Cicero’s emphasis on versatility suggests a key distinction: in common with all the ancient rhetoricians, he thought of style as one of several arrows in the orator’s quiver, rather than as a distinctive and distinguishing personal means of expression. There was indeed such a manifestation of the speaker’s ethos, or moral character—but it was best seen in another one of the five faculties: delivery, or the performance of the speech. A Renaissance treatise on classical oratory (Thomas Wilson’s The Art of Rhetorique) recounted that Demosthenes, when “asked what was the chiefest point in all Oratorie, gave the chief and only praise to Pronunciation; being demanded, what was the second, and the third, he still made no other answer till they left asking, declaring hereby, that art without utteraunce can do nothing, utteraunce without art can do right much.” So to Demosthenes, the three most important things in oratory were locution, locution, and locution.
Style, as it has commonly been perceived in the modern world, and as it is perceived in this book, is closely related to the classical idea of delivery. In reading strong stylists, one “hears” their cadences, one senses their ethos. That recognition has to do with more than the choice and arrangement of words. Voice is the most popular metaphor for writing style, but an equally suggestive one may be delivery or presentation, as it includes body language, facial expression, stance, and other qualities that set speakers apart from one another.

* WHAT IS ASKED:
1. According to the rhetoric passage, which of the five faculties best displayed the speaker's ethos?
2. Repeat the part of the rhetoric passage starting at "Style, as it" and ending at "from one another.".
3. Write the next part of the rhetoric passage, picking up after its final sentence.
The entries that come next are separate material, apart from the rhetoric passage.

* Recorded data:
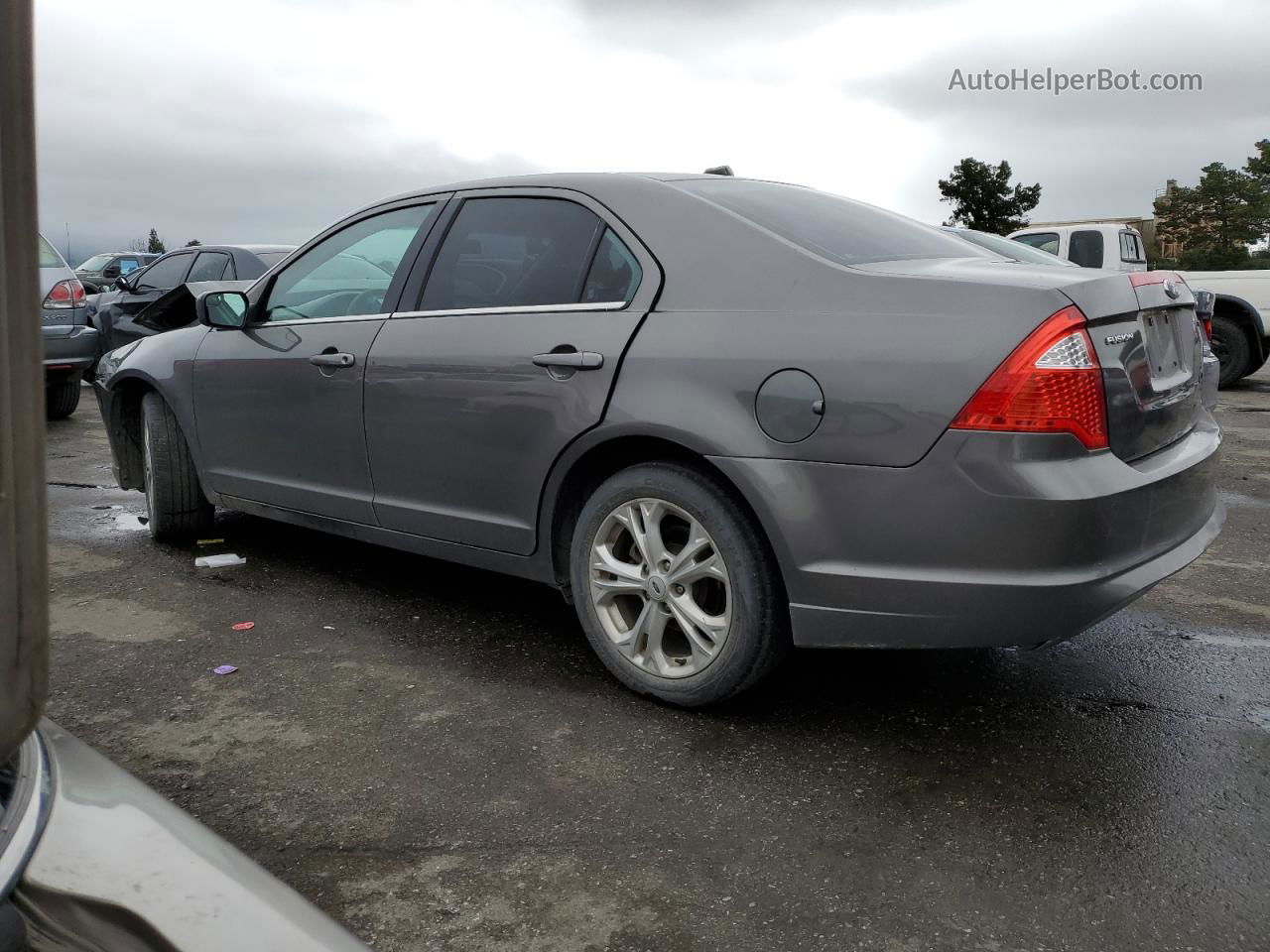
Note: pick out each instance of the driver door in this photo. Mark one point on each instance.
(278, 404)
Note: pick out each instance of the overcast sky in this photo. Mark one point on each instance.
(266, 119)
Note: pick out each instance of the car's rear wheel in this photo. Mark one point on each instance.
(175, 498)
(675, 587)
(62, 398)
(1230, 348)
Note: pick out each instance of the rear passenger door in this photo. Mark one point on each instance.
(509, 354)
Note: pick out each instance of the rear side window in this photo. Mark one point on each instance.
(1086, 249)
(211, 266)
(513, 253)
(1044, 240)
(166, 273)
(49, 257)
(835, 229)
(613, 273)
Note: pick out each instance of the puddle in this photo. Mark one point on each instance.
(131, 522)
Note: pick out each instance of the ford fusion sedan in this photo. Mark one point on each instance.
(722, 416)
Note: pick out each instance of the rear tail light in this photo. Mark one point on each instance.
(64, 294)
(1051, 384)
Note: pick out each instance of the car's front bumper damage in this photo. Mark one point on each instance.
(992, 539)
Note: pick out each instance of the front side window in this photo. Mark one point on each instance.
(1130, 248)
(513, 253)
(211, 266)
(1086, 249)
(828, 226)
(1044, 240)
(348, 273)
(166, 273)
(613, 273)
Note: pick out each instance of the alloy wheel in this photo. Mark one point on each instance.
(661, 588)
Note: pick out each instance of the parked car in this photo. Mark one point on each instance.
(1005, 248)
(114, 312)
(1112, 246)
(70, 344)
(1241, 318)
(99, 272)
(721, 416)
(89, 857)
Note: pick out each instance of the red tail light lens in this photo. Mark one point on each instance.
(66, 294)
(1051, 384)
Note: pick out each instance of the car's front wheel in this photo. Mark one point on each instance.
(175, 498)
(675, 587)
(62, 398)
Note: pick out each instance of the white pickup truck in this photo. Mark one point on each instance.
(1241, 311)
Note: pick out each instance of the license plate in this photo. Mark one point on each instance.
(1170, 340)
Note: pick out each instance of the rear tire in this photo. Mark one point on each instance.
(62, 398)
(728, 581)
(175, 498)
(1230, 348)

* THE REPLIES:
1. Delivery, or the performance of the speech.

2.
Style, as it has commonly been perceived in the modern world, and as it is perceived in this book, is closely related to the classical idea of delivery. In reading strong stylists, one “hears” their cadences, one senses their ethos. That recognition has to do with more than the choice and arrangement of words. Voice is the most popular metaphor for writing style, but an equally suggestive one may be delivery or presentation, as it includes body language, facial expression, stance, and other qualities that set speakers apart from one another.

3.
These are figures of speech now, but once they were literal. Today, texts are written and published and then sent to a global metaphorical library, where readers pluck them from the shelves and read in silence. In the ancient world, a written text was like a play script: only in performance did the words come to life. Silent reading took a long time to become the dominant mode. It was still a rarity in the fourth century AD, when Augustine was surprised by the way Ambrose (the bishop of Milan and another future saint) consumed a book: “When he read, his eyes scanned the page and his heart sought out the meaning, but his voice was silent and his tongue was still. Anyone could approach him freely and guests were not commonly announced, so that often, when we came to visit him, we found him reading like this in silence, for he never read aloud.”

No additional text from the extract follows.